TASK DESCRIPTION:
Rewrite all the records below as one numbered list, one line per entry, with blank lines and pictures left out.
::: PROVIDED INFORMATION :::
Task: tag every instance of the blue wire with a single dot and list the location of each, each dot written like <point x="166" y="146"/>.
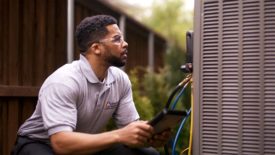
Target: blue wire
<point x="183" y="121"/>
<point x="178" y="97"/>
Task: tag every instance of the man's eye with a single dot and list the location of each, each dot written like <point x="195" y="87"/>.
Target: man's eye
<point x="117" y="39"/>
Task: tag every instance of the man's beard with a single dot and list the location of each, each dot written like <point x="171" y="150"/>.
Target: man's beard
<point x="115" y="61"/>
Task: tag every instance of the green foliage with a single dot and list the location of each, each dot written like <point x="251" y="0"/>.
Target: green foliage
<point x="171" y="20"/>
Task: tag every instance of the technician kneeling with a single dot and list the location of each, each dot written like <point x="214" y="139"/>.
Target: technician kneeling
<point x="78" y="99"/>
:::
SOLUTION TO THE PROBLEM:
1. Task: tag every instance of the blue wire with a single dot and list the location of each, each dot written like <point x="166" y="146"/>.
2. Target: blue wire
3. <point x="183" y="121"/>
4. <point x="178" y="97"/>
5. Task: tag every instance of the man's eye with a single dot and list the location of each, each dot written like <point x="195" y="87"/>.
6. Target: man's eye
7. <point x="117" y="39"/>
8. Task: tag every instance of the man's beard with a single dot and list the location of each, each dot written like <point x="171" y="150"/>.
9. Target: man's beard
10. <point x="115" y="61"/>
11. Task: tag every instance of the green foliage with a single dot and list the location of each, each dot written like <point x="251" y="0"/>.
12. Target: green foliage
13. <point x="171" y="20"/>
14. Task: tag every instance of the technician kneeling with a single dot and list the location of each, each dot written like <point x="214" y="139"/>.
15. Target: technician kneeling
16. <point x="78" y="99"/>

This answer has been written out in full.